──────── DOCUMENT SECTION ────────

Selling, General and Administrative
Selling, general and administrative expenses increased by $102 million for the three months ended March 31, 2024 as compared to the three months ended March 31, 2023. The increase was primarily due to an increase of $143 million in legal and other professional fees, mainly driven by our debt transaction, offset by a decrease of approximately $25 million due to the sale of our EMEA business in the fourth quarter of 2023, as well as recognition of a deferred gain of $22 million on the sale of select CDN contracts in the fourth quarter of 2023.
Loss on Sale of Business
For a discussion of the loss on sale of business that we recognized for the three months ended March 31, 2023, see Note 2—Divestitures of the Latin American, ILEC and EMEA Businesses to our consolidated financial statements in Item 8 of Part II of our Annual Report Form 10-K for the year ended December 31, 2023.
Depreciation and Amortization
The following table provides detail of our depreciation and amortization expense:
| | | | | | | | | | | | | | | | | |
| Three Months Ended March 31, | | % Change |
| 2024 | | 2023 | |
| (Dollars in millions) | | |
Depreciation | $ | 476 | | | 473 | | | 1 | % |
Amortization | 272 | | | 260 | | | 5 | % |
Total depreciation and amortization | $ | 748 | | | 733 | | | 2 | % |
Depreciation expense increased by $3 million for the three months ended March 31, 2024, as compared to the three months ended March 31, 2023 primarily due a $12 million increase from accelerated depreciation of CDN assets and an $8 million increase due to decommissioned assets, which were partially offset by a decrease of $16 million due to changes in the depreciation lives of fiber network assets.
Amortization expense increased by $12 million for the three months ended March 31, 2024, as compared to the three months ended March 31, 2023. The increase was primarily due to an increase of $13 million associated with net increases in amortizable assets as well as $10 million associated with the accelerated amortization of CDN software assets. These increases were partially offset by (i) a $4 million decrease due to a changed method of amortization as discussed in Note 1— Background "— Change in Accounting Estimates", (ii) a $7 million decrease from certain customer relationship intangible assets becoming fully amortized in the second quarter of 2023 and (iii) a $4 million decrease related to CDN customer relationships.
Further analysis of our segment operating expenses by segment is provided below in "Segment Results."

──────── GIVEN RECORDS ────────

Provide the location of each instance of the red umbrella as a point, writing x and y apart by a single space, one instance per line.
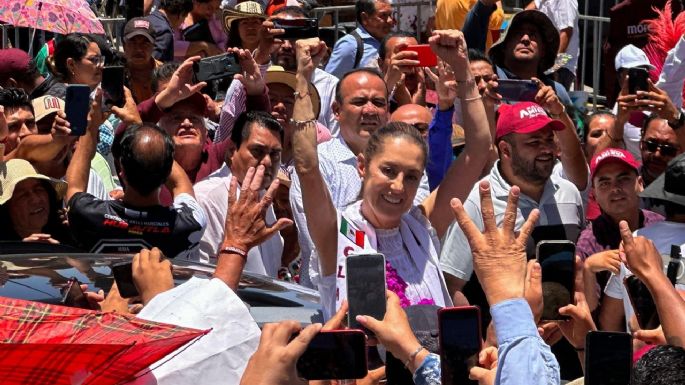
49 344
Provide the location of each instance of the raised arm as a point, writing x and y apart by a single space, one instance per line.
450 46
316 200
79 167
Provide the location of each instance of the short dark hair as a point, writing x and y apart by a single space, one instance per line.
478 55
163 73
368 6
291 10
338 87
382 50
145 171
14 98
243 126
177 7
662 365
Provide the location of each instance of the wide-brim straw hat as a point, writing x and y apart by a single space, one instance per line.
244 10
15 171
276 74
548 34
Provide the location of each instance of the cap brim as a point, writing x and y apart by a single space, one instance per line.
289 79
656 191
139 33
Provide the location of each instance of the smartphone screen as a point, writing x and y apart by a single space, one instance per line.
337 354
73 296
637 80
123 275
113 87
557 259
427 57
608 358
365 287
643 303
460 343
76 107
517 90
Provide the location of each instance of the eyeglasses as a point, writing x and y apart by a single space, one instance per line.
485 78
96 60
664 149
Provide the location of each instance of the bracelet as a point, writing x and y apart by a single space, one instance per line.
302 122
233 250
412 356
300 95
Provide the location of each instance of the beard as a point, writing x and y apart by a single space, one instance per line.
531 170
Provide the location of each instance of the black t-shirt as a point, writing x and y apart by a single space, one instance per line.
176 230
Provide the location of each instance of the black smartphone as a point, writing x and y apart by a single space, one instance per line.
123 276
297 28
517 90
113 87
216 67
460 343
73 295
335 354
365 274
76 107
643 303
557 260
608 358
637 80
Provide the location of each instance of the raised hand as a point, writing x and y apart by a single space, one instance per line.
499 255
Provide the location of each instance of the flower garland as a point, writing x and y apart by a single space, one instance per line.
398 286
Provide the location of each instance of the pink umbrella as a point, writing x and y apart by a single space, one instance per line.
61 16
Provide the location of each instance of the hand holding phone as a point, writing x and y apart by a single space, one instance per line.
366 284
557 261
460 343
335 354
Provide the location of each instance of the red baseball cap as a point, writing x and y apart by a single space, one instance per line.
524 118
612 155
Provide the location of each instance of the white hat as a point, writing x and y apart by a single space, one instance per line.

────────

— REQUIRED TASK —
In the discussion of quarterly operating expenses, what was the main driver of the $143 million increase in legal and other professional fees? The listing plays no role here.

— EXPECTED ANSWER —
The debt transaction mainly drove the increase.